== SELECTED PASSAGE ==

An annoying Capistrano, Unicorn and Bundler issue
In short: always use an absolute path to Unicorn in Capistrano scripts; otherwise your application server will fail to restart after a number of deploys because of Capistrano release cleanups.
Last month, we came across an interesting problem: sometimes after a successful deploy of one of our Ruby on Rails 4 applications, a Unicorn server could not be restarted using zero downtime deployment signal. That affected all environments we run the application in — unfortunately, including production. As a result, we got annoying exceptions like ActionView::MissingTemplate
in the production environment. Only a hard restart of Unicorn would fix that kind of exceptions.
We had no idea what could be the source of the issue, so we decided to check this case out using our monitoring system (Zabbix) to catch such incidents immediately and act on it.

== ENTRIES SHOWN ==
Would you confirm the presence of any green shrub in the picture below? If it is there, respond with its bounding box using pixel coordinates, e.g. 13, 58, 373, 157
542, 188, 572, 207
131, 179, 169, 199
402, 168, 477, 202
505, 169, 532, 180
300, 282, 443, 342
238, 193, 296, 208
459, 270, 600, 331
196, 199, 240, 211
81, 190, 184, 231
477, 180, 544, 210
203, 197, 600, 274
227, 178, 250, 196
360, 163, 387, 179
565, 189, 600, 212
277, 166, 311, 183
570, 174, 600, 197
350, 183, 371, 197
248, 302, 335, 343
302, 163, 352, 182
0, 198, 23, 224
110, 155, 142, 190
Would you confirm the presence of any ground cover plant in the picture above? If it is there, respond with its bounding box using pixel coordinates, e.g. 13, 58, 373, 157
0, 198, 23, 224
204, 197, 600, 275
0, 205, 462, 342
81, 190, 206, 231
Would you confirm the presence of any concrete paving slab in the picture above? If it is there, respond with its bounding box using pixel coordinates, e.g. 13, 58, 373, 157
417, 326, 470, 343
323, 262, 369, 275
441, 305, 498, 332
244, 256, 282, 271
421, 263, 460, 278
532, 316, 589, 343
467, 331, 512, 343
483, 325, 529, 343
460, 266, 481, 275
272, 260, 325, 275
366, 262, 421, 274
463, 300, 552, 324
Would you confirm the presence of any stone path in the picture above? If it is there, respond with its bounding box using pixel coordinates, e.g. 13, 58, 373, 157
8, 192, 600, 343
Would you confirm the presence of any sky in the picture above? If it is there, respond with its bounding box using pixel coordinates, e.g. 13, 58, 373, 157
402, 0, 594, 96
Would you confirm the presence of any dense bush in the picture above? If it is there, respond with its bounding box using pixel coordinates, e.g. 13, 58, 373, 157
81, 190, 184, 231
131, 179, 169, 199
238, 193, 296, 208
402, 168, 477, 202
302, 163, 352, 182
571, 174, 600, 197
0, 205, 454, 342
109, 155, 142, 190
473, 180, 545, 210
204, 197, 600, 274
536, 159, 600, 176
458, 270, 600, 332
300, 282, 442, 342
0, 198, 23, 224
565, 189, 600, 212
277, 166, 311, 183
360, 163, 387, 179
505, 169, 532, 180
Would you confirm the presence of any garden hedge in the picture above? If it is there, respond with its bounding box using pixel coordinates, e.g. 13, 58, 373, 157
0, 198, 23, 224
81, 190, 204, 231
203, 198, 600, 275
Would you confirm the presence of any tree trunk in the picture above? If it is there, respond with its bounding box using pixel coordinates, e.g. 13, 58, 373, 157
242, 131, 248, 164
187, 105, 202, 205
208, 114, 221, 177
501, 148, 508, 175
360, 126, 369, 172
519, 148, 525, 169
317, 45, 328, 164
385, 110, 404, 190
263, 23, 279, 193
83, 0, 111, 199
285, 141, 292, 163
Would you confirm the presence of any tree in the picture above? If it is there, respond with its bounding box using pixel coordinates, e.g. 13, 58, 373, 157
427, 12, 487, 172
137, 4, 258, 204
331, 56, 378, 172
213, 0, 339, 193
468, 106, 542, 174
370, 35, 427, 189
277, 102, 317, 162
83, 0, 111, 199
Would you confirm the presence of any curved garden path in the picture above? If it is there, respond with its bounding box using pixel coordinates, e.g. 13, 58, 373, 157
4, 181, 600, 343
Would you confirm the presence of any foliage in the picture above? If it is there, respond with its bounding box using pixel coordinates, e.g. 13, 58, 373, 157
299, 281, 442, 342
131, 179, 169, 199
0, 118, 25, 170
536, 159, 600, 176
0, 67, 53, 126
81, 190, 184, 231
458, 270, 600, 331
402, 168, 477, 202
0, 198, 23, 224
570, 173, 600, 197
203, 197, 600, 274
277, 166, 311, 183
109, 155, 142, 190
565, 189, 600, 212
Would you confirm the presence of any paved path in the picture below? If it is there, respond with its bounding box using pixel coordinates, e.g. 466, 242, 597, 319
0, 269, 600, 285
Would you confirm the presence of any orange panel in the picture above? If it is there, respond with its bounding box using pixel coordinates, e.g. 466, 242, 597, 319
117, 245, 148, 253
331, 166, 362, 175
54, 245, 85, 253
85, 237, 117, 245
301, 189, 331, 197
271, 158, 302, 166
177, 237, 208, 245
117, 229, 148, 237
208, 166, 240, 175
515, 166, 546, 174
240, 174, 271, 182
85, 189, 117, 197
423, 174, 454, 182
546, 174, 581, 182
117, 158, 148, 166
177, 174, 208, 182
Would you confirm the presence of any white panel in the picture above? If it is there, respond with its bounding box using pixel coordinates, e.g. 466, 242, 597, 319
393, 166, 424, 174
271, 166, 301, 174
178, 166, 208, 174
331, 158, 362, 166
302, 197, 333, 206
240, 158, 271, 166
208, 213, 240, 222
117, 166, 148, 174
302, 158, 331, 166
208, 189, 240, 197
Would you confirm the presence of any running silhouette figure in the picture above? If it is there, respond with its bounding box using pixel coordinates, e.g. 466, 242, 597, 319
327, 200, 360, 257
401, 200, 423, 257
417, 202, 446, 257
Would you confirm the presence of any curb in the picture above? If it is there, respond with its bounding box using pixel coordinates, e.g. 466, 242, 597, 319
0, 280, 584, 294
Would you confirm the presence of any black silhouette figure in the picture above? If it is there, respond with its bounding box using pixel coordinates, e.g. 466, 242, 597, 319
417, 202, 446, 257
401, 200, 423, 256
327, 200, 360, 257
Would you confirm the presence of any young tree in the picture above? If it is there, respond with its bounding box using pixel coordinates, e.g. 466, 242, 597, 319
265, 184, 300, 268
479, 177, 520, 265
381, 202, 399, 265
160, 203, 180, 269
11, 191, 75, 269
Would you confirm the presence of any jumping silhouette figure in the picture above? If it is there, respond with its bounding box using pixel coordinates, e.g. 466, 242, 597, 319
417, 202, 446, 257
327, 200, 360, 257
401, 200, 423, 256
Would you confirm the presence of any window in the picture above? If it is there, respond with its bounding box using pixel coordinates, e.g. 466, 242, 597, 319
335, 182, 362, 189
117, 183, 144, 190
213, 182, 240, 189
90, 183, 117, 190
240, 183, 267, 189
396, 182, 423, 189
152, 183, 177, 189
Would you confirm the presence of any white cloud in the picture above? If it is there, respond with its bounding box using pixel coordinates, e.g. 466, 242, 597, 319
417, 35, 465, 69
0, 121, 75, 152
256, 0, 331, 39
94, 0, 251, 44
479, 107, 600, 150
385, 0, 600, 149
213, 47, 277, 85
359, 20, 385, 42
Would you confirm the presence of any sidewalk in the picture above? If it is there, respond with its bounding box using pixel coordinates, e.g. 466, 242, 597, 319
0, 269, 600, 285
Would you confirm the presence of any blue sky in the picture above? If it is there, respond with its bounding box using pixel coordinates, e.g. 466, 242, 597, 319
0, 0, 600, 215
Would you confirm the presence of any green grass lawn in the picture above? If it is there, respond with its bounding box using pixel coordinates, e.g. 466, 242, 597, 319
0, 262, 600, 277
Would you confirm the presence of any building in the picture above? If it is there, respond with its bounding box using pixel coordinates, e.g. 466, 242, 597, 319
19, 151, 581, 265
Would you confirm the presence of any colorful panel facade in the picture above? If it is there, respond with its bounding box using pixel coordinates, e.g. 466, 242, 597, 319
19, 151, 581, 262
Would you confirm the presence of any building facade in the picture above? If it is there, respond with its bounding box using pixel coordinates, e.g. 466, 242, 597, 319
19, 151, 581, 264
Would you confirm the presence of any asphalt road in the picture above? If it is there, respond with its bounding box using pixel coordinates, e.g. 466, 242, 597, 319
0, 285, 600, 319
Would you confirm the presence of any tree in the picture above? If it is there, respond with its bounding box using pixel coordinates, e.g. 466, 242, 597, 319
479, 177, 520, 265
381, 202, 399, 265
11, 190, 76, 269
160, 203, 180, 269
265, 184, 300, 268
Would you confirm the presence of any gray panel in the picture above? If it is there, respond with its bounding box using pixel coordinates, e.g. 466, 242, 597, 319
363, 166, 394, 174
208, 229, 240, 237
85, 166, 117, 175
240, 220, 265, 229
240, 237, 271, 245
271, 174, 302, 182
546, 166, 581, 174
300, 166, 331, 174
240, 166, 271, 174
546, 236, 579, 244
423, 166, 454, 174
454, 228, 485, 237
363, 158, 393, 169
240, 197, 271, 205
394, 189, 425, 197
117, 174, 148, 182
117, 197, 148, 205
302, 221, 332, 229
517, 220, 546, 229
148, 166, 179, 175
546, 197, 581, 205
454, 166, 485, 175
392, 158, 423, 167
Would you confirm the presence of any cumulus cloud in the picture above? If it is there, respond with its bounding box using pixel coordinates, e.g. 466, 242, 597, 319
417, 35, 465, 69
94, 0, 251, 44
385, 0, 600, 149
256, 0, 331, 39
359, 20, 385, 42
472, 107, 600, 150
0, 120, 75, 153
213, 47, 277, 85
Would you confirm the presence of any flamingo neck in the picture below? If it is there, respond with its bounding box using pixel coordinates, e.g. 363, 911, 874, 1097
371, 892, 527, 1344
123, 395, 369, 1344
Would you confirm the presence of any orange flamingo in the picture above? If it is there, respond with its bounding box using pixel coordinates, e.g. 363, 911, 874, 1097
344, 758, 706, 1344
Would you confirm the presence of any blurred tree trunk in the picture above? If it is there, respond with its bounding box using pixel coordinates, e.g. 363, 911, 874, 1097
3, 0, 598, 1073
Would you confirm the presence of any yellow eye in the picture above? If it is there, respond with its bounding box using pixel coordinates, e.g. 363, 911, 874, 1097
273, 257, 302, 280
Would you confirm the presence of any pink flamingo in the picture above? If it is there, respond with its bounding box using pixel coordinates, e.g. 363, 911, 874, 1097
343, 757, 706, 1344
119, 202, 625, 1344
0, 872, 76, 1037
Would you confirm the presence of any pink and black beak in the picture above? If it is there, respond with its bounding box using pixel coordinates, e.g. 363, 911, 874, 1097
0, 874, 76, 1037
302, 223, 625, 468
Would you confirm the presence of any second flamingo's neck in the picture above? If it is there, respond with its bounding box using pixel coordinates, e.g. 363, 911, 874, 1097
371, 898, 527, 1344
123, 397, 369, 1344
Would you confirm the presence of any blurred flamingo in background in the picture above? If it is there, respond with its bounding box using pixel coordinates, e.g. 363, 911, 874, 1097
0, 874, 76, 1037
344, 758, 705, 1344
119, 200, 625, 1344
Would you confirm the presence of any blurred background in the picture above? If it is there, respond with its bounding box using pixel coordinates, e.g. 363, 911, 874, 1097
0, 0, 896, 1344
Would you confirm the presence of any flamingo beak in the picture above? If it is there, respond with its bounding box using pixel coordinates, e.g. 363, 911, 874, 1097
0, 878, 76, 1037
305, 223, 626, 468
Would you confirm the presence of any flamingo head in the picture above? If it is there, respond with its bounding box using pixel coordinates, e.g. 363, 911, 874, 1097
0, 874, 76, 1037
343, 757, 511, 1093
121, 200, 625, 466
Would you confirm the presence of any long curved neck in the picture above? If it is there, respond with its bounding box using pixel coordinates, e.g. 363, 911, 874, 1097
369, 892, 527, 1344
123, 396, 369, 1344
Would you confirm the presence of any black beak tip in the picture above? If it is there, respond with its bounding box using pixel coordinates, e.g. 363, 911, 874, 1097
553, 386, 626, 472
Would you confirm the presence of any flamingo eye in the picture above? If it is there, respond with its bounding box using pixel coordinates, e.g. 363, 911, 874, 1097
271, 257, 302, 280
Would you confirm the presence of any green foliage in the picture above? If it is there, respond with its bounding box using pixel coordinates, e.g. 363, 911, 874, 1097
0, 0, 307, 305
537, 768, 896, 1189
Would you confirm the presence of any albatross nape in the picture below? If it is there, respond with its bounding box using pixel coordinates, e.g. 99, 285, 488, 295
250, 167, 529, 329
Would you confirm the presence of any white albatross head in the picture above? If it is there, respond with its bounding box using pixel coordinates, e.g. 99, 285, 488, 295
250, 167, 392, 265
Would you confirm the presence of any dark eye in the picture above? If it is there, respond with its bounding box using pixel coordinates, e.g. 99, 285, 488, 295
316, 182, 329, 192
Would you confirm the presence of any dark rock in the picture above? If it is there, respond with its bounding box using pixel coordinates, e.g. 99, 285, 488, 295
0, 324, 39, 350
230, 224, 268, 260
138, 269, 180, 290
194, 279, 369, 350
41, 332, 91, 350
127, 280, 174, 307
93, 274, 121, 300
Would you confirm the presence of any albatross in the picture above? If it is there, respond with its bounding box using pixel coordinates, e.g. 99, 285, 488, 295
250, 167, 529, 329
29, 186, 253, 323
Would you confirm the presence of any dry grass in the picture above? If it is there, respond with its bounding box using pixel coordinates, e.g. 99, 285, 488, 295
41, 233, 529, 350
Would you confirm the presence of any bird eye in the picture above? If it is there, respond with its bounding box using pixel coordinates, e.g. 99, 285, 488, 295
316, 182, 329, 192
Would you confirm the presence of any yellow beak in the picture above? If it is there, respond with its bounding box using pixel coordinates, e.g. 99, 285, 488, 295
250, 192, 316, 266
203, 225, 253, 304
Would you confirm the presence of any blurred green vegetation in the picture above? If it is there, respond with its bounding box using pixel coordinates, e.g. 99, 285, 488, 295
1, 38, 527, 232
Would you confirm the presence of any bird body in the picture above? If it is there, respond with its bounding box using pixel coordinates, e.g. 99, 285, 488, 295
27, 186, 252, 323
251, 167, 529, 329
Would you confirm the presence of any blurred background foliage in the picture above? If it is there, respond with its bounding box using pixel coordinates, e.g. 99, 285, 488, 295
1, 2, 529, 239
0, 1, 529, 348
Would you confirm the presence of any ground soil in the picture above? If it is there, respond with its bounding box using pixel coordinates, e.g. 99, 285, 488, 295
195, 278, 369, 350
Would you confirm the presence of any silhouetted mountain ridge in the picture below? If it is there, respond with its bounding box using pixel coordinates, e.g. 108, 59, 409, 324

== YOUR GOAL ==
Rewrite the paragraph beginning "Last month, we came across" from the Capistrano and Unicorn text above as a short bulleted list, keeping its main facts.

== PROBLEM SOLUTION ==
- Last month, a Unicorn server sometimes could not be restarted with the zero downtime deployment signal after a successful deploy of a Ruby on Rails 4 application.
- The problem affected every environment the application runs in, including production.
- It caused exceptions such as ActionView::MissingTemplate in production.
- Only a hard restart of Unicorn fixed these exceptions.